> **STORED RECORDS**
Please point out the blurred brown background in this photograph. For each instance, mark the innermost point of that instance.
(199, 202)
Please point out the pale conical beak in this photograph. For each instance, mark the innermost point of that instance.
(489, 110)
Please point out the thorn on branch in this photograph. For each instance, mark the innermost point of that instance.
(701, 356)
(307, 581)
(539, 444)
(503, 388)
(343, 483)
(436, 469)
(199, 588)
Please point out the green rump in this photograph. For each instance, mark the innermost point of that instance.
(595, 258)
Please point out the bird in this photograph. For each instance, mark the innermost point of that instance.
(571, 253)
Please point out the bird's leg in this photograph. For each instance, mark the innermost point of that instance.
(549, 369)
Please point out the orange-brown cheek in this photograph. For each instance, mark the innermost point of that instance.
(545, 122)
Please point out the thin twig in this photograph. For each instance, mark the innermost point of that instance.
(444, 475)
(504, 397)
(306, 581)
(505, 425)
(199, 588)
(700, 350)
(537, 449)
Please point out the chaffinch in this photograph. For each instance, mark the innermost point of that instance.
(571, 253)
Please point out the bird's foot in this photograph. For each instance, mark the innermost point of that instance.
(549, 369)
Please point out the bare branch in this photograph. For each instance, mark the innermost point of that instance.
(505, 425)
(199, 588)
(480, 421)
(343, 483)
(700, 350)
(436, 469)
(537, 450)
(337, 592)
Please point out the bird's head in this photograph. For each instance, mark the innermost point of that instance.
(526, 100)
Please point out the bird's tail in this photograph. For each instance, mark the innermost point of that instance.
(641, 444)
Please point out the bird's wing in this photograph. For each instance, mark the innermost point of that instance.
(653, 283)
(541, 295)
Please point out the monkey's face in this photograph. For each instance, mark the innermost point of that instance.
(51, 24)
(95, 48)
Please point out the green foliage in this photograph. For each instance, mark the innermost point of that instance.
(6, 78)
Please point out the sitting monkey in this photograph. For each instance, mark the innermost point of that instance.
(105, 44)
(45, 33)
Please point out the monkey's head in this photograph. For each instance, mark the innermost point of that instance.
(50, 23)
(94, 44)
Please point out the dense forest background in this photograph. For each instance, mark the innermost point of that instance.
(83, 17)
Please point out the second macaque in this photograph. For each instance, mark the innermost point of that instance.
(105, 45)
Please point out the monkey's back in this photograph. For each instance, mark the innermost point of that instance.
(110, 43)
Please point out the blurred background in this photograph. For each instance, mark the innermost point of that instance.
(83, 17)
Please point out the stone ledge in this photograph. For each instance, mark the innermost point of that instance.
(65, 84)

--

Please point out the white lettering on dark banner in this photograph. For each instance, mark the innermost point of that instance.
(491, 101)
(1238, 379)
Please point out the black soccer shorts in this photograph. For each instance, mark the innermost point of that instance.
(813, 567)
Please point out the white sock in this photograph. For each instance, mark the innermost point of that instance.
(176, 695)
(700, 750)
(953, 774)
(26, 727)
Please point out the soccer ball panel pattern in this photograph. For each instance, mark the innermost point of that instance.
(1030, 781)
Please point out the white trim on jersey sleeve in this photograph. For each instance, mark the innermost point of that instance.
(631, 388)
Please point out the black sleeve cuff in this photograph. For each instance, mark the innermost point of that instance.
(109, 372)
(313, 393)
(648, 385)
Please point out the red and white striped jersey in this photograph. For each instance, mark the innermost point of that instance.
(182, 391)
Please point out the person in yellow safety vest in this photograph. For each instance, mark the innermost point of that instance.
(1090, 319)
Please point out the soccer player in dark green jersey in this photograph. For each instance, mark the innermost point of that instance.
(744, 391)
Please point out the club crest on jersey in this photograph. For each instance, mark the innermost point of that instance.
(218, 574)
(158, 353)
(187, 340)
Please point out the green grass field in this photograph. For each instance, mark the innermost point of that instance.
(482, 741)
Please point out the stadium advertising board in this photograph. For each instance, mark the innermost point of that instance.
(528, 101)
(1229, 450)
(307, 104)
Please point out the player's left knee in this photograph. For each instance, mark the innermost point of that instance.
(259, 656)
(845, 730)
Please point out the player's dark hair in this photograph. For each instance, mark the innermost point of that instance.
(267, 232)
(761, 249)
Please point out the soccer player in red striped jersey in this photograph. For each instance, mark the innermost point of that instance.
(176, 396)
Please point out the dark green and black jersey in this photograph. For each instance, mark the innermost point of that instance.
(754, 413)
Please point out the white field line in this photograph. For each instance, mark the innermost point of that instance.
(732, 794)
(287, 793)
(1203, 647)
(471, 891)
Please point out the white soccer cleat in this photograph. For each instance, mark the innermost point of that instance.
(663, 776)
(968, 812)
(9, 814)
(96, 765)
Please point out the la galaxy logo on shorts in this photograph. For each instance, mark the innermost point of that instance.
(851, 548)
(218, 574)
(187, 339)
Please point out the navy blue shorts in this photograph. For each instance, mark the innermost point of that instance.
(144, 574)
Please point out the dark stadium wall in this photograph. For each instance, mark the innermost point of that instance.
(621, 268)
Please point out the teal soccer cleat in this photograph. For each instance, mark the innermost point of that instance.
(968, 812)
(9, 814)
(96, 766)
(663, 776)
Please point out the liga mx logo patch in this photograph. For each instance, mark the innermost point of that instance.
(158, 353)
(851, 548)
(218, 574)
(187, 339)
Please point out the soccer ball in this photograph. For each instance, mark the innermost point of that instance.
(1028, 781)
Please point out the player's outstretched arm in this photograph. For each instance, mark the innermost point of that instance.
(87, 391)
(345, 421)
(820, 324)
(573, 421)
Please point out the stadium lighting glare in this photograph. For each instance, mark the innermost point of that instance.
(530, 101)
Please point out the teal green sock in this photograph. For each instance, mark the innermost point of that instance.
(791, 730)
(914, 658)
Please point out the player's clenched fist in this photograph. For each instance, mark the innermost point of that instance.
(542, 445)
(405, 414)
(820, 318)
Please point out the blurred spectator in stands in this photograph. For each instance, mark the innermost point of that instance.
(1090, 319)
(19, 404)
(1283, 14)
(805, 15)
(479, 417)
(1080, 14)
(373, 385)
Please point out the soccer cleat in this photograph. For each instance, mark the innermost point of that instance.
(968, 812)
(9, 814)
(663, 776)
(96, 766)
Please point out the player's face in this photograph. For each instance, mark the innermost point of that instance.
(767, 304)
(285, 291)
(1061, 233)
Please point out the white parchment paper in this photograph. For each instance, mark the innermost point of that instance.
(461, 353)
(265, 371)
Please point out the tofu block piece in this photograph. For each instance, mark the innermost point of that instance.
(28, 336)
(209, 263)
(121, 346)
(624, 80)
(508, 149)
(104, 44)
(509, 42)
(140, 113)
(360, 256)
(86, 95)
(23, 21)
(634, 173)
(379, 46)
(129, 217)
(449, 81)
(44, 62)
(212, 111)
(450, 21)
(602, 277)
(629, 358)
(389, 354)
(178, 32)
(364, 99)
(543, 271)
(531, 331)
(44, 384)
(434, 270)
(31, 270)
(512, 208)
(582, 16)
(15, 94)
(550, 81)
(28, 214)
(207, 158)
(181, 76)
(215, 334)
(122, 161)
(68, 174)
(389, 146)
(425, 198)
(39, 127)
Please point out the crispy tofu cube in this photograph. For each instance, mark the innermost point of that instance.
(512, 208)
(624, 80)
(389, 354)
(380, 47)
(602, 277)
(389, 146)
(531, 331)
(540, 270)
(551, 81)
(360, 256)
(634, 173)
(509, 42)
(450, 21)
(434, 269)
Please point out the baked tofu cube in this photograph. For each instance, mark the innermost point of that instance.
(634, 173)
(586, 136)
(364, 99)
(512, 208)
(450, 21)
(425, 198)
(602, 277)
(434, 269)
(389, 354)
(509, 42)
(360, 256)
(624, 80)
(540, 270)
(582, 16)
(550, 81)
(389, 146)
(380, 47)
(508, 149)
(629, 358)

...

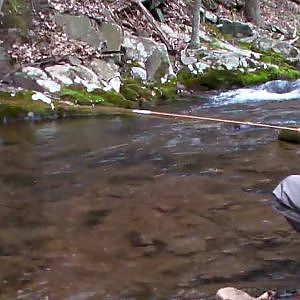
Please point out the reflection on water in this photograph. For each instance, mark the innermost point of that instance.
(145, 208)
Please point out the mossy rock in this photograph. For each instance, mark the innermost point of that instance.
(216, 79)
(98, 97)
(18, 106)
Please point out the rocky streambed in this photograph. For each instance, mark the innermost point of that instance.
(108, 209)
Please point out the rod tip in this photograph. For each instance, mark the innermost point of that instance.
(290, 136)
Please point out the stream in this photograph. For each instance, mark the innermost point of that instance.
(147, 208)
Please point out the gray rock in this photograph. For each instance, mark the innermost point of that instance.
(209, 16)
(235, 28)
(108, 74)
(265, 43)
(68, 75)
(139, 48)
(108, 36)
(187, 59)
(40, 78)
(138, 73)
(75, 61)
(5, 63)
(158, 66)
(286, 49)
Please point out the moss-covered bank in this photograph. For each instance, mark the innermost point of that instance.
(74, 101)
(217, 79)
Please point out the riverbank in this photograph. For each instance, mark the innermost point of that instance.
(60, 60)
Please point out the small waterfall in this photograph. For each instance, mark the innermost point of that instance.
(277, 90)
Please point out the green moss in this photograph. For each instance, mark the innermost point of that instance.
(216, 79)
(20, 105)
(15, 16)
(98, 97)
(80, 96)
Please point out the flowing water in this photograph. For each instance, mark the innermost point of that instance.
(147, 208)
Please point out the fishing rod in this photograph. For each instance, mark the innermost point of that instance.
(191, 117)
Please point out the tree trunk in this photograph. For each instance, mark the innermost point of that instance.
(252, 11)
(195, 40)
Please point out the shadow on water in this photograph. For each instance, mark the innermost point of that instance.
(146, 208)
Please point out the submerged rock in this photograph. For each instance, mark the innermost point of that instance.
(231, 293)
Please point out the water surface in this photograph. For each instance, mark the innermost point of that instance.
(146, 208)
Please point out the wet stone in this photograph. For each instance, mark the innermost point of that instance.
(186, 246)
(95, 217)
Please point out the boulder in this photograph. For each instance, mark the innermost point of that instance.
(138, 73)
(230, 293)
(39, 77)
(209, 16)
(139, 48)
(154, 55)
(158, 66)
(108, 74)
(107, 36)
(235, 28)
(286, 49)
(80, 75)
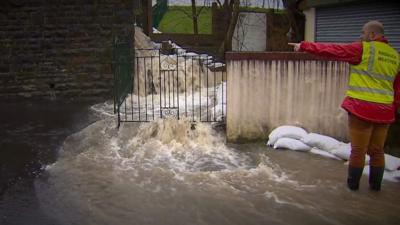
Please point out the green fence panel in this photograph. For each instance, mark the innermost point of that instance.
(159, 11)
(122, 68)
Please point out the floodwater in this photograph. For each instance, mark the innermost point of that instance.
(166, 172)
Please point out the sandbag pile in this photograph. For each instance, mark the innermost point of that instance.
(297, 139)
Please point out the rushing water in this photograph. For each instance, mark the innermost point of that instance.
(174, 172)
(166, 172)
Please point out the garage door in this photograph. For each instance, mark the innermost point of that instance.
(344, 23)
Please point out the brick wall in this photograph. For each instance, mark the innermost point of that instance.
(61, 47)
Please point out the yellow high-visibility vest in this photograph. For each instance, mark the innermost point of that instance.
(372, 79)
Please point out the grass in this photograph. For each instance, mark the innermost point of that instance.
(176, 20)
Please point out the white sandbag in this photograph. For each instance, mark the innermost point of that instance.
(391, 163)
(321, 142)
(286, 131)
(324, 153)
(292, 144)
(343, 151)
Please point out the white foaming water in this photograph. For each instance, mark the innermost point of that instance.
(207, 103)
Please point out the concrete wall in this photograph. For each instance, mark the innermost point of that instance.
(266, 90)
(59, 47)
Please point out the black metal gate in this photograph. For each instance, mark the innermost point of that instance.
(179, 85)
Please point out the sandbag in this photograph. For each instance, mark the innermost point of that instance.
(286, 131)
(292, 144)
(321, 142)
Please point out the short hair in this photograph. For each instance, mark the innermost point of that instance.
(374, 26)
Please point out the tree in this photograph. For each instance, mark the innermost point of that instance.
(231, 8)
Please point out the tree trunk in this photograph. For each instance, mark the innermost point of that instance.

> **TASK REQUIREMENTS**
Print the items from the line containing "Please point out the teal green" through the line containing "(1061, 233)", reproducing each line without changes.

> **WORKED SOLUTION**
Please point out the teal green sock in this photograph. For each instance, mark the innermost point of that instance.
(791, 730)
(914, 658)
Please point out the player's clenched fist in this photograph. For each instance, mark the innermost point of that instance.
(542, 445)
(405, 414)
(820, 318)
Please point out the blurred spectator in stands in this photograph. For each instance, mark the innermost point of that instance.
(1090, 319)
(19, 404)
(1283, 14)
(805, 15)
(479, 417)
(1080, 14)
(373, 385)
Please point out the soccer cleat in this photograph. For each instance, mark the innermost point of that instance.
(968, 812)
(9, 814)
(663, 776)
(96, 766)
Please point out the player's face in this photograph. For each instance, mark the innermost point of that instance.
(767, 304)
(285, 291)
(1061, 233)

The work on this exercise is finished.